* [TEXT EXTRACT]:
_ _ _ _
Make Noise have just released the new version of Rene – an update to the original Rene from 2009, which, according to Modular Grid, is the most popular Eurorack sequencer and one of the most popular eurorack modules overall. The original Rene introduced the concept of Cartesian, or X/Y, or GRID based sequencing, which is a method of sequencing, where rather than going through steps sequentially, as is done in traditional sequencers, you can go back and forth, up, down, left or right, or in any angle or number of steps, and in any direction on a grid of locations.
The new version of Rene expands on this concept in multiple different ways, but probably the most striking one is that it literally goes deeper – letting you travel in any direction not just down up, left and right but also in and out, in a third dimension. Rene 2 also adds two more additional channels for a total of three – X, Y and C, and a few more things we’ll cover below.
Sequencing in three dimensions might be a little confusing, so a simpler way to look at it is that rather than having just one set of grids, which Make Noise call STATES, you have 64 of them, and you can seamlessly jump from one state to the other any time you want, mid sequence.
Before we dive into the third or Z dimension or moving between states, let’s look at what a basic state contains. Each state has three different channels RED X, GREEN Y and ORANGE C. In each channel you can jump around between up to 16 different locations. Each location can store either quantized notes or continuous voltage levels, controlled by individual knobs on the CV knob grid. In addition, you can set on/off positions for location, glide and gate triggers on a per location basis on the PAGE grid on the right side of the module.
_ _ _ _
* [RECORD EXCERPTS]:

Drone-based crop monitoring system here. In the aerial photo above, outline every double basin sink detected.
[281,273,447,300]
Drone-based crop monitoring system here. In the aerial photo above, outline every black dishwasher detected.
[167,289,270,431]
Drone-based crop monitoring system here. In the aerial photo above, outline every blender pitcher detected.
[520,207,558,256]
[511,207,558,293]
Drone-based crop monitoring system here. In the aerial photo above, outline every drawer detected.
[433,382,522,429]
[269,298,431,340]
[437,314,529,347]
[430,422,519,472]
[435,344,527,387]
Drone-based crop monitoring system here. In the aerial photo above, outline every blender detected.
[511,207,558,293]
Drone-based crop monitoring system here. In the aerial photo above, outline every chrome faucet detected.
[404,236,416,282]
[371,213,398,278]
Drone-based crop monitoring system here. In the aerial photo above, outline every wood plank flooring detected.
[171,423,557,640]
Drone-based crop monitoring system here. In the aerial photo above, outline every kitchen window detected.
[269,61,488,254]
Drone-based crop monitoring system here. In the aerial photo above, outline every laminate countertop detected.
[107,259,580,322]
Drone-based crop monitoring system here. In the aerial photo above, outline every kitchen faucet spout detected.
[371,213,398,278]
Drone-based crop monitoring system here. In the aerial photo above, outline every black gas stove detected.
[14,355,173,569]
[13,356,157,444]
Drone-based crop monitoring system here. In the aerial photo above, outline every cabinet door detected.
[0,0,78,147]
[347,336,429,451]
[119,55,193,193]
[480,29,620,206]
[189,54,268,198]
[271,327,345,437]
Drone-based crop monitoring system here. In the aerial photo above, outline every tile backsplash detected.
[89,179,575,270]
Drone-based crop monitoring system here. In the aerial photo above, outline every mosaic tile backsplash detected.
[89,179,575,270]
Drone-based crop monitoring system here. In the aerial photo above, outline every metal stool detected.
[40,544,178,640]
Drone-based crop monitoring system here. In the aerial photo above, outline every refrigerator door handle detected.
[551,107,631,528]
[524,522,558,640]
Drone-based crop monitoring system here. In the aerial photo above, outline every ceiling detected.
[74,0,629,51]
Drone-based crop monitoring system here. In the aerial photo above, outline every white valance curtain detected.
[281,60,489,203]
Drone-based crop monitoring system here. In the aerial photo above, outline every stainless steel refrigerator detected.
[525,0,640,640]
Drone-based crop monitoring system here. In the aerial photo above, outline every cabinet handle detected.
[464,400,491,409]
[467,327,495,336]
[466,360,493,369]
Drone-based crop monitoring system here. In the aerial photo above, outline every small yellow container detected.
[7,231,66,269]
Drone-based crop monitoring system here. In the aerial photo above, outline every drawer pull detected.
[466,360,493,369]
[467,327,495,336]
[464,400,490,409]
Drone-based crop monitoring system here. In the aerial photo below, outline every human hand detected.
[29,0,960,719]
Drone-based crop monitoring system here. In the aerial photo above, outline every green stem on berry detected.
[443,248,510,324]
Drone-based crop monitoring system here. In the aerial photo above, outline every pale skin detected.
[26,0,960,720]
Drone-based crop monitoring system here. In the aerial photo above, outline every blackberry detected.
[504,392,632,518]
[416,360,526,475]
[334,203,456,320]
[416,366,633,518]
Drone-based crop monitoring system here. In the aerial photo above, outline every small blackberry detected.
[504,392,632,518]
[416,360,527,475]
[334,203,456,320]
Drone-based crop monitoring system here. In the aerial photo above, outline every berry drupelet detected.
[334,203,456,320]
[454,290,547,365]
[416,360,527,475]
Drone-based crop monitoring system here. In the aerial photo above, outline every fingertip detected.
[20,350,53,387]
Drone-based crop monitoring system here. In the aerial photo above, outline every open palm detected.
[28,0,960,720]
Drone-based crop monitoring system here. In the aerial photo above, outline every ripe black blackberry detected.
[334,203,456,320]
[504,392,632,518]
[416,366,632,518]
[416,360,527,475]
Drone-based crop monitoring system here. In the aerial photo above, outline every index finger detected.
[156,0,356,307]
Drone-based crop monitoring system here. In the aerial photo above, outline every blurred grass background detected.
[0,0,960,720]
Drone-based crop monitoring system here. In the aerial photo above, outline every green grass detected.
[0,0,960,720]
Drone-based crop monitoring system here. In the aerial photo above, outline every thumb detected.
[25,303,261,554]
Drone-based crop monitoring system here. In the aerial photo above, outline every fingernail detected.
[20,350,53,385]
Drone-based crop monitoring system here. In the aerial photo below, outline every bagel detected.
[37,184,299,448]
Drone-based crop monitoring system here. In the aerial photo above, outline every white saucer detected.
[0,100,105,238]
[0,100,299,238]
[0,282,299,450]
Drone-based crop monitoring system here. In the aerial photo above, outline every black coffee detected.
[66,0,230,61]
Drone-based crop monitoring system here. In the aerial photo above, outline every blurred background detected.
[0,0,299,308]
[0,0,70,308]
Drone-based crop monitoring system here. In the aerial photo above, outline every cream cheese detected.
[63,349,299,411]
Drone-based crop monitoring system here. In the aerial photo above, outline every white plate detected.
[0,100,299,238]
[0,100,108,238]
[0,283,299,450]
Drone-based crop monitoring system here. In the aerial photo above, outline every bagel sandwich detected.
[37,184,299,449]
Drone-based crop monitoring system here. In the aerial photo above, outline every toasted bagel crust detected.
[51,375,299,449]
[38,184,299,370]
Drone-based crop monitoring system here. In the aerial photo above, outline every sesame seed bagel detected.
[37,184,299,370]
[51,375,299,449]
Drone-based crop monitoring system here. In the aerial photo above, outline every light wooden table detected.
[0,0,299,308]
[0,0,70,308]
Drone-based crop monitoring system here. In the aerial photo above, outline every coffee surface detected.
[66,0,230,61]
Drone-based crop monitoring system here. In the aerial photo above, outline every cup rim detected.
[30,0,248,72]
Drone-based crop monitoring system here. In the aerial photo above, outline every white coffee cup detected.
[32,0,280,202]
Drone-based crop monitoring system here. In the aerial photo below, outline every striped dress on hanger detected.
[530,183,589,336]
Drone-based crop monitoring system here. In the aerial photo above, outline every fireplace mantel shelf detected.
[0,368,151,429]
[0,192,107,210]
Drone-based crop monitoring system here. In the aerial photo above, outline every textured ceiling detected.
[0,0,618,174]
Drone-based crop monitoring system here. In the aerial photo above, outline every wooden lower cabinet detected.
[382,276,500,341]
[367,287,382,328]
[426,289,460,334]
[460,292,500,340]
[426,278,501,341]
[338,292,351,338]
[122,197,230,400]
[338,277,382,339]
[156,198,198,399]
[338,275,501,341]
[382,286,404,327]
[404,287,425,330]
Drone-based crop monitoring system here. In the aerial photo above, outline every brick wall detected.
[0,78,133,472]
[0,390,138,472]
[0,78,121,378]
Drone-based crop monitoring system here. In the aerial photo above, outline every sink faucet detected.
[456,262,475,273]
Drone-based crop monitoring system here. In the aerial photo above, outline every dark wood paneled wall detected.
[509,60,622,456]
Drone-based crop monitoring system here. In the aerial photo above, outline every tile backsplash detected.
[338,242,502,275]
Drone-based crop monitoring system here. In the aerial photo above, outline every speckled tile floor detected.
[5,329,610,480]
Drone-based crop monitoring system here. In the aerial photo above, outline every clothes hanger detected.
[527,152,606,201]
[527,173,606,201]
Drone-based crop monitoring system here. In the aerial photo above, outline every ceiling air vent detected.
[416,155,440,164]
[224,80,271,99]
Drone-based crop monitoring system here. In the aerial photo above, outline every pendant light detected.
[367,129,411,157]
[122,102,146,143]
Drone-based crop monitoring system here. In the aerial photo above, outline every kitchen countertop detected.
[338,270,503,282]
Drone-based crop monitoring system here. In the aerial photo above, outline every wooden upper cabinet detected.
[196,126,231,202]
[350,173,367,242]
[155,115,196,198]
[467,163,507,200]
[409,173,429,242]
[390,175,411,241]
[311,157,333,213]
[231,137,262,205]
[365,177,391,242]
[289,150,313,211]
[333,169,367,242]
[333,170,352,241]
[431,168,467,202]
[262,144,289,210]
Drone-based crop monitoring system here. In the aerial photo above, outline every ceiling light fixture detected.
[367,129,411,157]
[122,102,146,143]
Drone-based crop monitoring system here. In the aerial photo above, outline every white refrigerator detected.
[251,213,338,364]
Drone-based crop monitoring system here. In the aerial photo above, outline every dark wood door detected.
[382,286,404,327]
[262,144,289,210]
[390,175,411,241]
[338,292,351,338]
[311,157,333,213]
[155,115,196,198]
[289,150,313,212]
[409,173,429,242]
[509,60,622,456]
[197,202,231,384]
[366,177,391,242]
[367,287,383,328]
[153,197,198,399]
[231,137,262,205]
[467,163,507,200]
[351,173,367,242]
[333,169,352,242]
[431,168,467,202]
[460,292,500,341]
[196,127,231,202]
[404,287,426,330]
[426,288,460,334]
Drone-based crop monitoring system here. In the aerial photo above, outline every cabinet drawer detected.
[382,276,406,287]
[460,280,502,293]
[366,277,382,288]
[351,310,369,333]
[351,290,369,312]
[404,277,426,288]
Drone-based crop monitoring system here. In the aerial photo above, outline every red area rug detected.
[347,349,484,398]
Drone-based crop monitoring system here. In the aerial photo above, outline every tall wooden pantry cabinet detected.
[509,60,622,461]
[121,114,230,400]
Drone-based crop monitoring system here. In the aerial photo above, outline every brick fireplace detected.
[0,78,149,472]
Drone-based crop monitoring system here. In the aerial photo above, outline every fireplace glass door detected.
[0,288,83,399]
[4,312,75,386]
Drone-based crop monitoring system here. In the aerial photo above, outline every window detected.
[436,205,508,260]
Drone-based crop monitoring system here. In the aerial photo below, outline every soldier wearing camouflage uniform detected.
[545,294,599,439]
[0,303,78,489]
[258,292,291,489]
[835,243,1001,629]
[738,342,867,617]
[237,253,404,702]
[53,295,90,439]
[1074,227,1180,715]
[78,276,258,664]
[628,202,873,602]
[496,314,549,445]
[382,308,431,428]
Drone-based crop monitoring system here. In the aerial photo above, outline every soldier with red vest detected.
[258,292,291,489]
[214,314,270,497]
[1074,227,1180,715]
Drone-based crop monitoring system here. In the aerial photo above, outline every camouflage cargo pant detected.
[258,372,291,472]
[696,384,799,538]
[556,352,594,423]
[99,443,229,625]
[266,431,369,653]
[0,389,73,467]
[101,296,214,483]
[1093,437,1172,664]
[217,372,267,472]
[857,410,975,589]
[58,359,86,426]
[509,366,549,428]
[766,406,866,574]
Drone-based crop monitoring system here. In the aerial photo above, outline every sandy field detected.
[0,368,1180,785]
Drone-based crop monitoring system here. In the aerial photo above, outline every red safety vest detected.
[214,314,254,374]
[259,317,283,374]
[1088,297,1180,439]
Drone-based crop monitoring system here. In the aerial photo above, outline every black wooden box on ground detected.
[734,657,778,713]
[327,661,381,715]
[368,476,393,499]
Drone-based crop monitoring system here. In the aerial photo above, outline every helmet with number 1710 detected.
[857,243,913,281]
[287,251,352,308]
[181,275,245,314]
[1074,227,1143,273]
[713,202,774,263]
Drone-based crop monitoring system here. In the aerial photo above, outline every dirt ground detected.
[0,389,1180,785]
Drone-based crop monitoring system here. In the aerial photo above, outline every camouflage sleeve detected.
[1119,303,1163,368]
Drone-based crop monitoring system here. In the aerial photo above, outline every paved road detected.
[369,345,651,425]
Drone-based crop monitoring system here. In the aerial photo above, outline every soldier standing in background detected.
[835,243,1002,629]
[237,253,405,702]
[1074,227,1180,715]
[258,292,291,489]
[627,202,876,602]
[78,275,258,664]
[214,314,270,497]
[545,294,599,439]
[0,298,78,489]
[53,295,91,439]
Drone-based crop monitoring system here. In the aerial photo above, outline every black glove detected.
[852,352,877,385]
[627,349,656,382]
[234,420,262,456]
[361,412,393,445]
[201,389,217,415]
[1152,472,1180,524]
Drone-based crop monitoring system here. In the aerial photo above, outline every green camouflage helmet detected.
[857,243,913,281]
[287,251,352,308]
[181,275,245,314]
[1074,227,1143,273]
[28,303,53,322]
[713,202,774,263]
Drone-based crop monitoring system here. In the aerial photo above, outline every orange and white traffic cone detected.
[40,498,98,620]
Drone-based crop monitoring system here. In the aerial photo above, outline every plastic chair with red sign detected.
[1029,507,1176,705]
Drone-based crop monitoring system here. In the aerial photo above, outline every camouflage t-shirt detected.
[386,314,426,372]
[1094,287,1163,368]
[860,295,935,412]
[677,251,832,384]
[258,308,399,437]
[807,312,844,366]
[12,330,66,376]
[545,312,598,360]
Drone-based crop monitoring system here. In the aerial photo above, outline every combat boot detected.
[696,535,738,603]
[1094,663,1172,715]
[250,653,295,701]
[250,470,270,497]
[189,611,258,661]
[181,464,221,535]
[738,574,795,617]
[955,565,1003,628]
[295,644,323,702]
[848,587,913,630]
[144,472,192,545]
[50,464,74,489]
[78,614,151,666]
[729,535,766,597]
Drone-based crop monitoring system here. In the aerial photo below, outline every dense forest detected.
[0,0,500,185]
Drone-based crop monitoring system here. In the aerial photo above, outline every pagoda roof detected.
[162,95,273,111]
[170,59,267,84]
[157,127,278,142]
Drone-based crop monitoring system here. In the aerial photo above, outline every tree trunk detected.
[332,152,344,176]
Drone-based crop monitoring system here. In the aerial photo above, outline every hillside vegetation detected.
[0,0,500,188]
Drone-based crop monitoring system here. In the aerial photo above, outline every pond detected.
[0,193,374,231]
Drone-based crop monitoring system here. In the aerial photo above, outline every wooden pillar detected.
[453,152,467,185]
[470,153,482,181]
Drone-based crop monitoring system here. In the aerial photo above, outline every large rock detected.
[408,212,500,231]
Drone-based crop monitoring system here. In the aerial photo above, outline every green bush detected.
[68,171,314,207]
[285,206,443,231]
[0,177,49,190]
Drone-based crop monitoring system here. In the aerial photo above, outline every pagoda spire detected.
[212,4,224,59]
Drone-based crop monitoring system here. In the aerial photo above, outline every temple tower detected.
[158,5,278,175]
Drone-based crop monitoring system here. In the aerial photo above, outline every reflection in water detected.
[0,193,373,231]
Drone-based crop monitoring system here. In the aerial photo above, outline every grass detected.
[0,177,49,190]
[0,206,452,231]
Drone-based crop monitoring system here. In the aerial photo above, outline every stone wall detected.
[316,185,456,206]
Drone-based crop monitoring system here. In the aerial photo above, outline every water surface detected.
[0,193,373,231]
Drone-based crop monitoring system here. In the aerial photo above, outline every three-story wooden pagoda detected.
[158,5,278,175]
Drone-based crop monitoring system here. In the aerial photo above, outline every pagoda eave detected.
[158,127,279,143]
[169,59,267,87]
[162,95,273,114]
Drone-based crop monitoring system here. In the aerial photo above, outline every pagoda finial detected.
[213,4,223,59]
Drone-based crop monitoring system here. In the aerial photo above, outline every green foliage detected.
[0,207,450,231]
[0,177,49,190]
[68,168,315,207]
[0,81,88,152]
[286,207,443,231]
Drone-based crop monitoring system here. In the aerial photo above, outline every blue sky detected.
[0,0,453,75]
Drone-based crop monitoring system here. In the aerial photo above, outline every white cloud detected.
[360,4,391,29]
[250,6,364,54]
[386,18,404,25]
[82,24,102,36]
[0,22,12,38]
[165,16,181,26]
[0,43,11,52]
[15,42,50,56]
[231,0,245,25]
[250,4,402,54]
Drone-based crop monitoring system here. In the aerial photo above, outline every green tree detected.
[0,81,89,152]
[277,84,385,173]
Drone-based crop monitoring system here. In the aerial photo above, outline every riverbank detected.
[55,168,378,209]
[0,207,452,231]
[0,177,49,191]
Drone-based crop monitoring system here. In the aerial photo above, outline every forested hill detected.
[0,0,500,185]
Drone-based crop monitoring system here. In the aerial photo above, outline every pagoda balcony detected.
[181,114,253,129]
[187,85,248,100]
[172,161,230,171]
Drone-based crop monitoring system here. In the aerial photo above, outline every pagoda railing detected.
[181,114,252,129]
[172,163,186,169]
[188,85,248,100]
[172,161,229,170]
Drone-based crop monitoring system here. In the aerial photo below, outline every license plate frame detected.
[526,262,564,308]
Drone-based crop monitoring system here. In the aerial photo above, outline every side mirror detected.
_ _ _ _
* [WRITTEN EXERCISE A]:
From the Rene article, write out the passage between "Sequencing in three" and "of the module.", inclusive.
* [WRITTEN EXERCISE B]:
In the Rene article, how many states does the new version of Rene give you?
* [WRITTEN EXERCISE C]:
Summarize the Rene article in two sentences.
The records are separate material and not part of the Rene article.

* [EXERCISE ANSWER A]:
Sequencing in three dimensions might be a little confusing, so a simpler way to look at it is that rather than having just one set of grids, which Make Noise call STATES, you have 64 of them, and you can seamlessly jump from one state to the other any time you want, mid sequence.
Before we dive into the third or Z dimension or moving between states, let’s look at what a basic state contains. Each state has three different channels RED X, GREEN Y and ORANGE C. In each channel you can jump around between up to 16 different locations. Each location can store either quantized notes or continuous voltage levels, controlled by individual knobs on the CV knob grid. In addition, you can set on/off positions for location, glide and gate triggers on a per location basis on the PAGE grid on the right side of the module.

* [EXERCISE ANSWER B]:
It gives you 64 states.

* [EXERCISE ANSWER C]:
Make Noise has released a new version of Rene, its 2009 Eurorack sequencer that introduced Cartesian, or grid-based, sequencing. Rene 2 adds movement in a third dimension across 64 grids called states and has three channels, X, Y and C, each with up to 16 locations that can store quantized notes or continuous voltages.